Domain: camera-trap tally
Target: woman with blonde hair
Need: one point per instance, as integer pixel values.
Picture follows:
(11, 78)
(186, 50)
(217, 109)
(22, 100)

□ □ □

_Work request_
Retype the entries in full. Keep every line identical.

_Response to the exercise_
Domain: camera-trap tally
Target: woman with blonde hair
Need: one point per instance, as integer pixel values.
Picture follows:
(11, 78)
(186, 50)
(217, 109)
(22, 100)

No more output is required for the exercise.